» **Requirement**: Pictures stay out of the copy; restate everything else in the material exactly.

-- BEGIN --

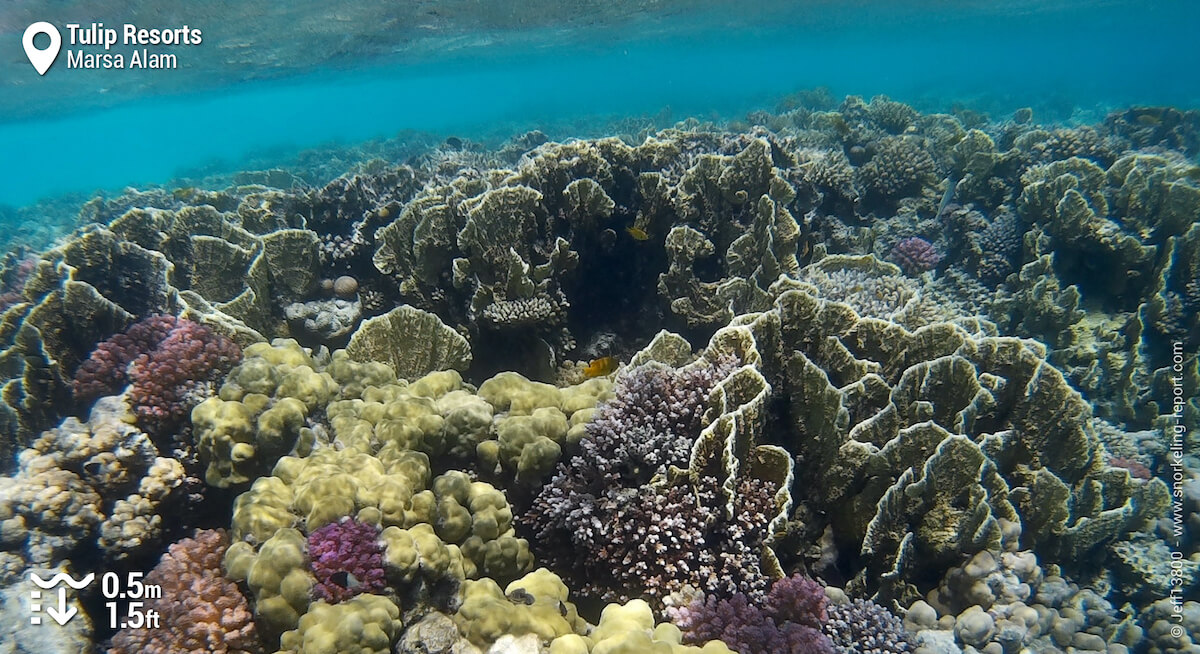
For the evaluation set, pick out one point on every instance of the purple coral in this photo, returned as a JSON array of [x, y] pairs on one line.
[[916, 256], [347, 559], [172, 364], [863, 627], [178, 373], [613, 535], [789, 622]]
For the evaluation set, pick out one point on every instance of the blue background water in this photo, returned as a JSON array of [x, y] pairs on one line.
[[1078, 57]]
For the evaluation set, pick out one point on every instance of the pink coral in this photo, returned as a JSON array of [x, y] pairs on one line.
[[789, 622], [347, 559], [201, 610], [172, 364], [178, 373]]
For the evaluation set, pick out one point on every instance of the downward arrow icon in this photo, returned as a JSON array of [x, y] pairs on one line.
[[64, 612]]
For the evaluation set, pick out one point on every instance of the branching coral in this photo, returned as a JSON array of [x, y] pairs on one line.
[[171, 363], [347, 559], [201, 610], [787, 622], [613, 523]]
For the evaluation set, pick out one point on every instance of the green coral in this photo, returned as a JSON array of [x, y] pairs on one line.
[[534, 604], [277, 575], [535, 423], [261, 413], [453, 528], [411, 341], [925, 444], [364, 624]]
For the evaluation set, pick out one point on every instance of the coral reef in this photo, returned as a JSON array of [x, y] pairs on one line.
[[201, 610], [99, 485], [916, 255], [930, 358], [347, 559], [790, 619], [616, 525]]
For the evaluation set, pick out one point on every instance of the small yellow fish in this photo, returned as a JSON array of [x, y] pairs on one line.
[[600, 367]]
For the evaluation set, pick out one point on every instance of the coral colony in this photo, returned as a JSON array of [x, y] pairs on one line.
[[845, 378]]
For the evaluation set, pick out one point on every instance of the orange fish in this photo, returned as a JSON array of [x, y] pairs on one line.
[[637, 233], [600, 367]]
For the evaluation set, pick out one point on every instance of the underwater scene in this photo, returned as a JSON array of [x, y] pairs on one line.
[[478, 327]]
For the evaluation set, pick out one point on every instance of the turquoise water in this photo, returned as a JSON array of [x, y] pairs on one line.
[[1061, 58]]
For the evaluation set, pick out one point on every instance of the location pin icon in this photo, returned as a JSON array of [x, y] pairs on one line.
[[42, 59]]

-- END --

» **Full output**:
For the evaluation set, pick out one point on every instance of the purple coral in this photo, returned as a JSON array of [x, y] pairs on one line.
[[916, 256], [347, 559], [172, 364], [863, 627], [178, 373], [613, 535], [789, 622]]
For the evaluation set, pick out one point on every instance of the blue background water in this photo, returned as a JSON array of [x, y] pairs on one line.
[[1078, 57]]
For the evaluation set, pick out one point on every instance of the pink coral in this photo, returned as a JSON array of [x, y] pairs on one line.
[[789, 622], [347, 559], [201, 610], [172, 364], [178, 373]]
For the evaluation set, pick out one point on every instance of the downward arrow icon in this photo, returned as a JSON array of [x, y] pairs on one line.
[[64, 612]]
For the evaluation set, pick out one point on every instance of the branching coral in this photo, returned as a JSON array of [x, y] pairs on one line.
[[171, 363], [347, 559], [201, 610], [787, 622], [613, 523]]
For the evaluation set, pick out one point on every instance of the green coral in this photo, returned as a JSON array of [x, y] pairs on one line.
[[534, 604], [277, 575], [535, 423], [261, 413], [453, 528], [411, 341], [925, 444], [364, 624]]
For the evaluation set, pick out one point on every instance of the coral reef in this photo, returned as a JSON array of [x, y] pairs on one line.
[[201, 610], [99, 485], [916, 255], [930, 358], [347, 559], [790, 619], [616, 525]]
For the evaluation set, pick out one point on every instance of the small yellow fish in this photo, returned as a JSON array of [x, y] pairs on one line.
[[600, 367]]
For the evaluation set, pick out one point on every instance of the coral colony in this photo, returned as a JSON array of [x, y] pairs on one line.
[[845, 378]]
For the evaluation set, pick out one point on every instance of the orange fish in this photo, returned as a JSON array of [x, y] pairs on one line.
[[637, 233], [600, 367]]
For the evaluation set, pick out one point on every instance of the underwater scene in this photo, returned as a JSON array of [x, y] pairs on one line.
[[478, 327]]
For the evaluation set, pick out one point on every instance of the turquoise water in this photo, returned as a JSON array of [x, y] pairs on one line.
[[1061, 58]]
For the evaluation set, pick out one point on every instance of the location pin icon in this photo, returned as a JSON array of [x, y] pairs on one line.
[[42, 59]]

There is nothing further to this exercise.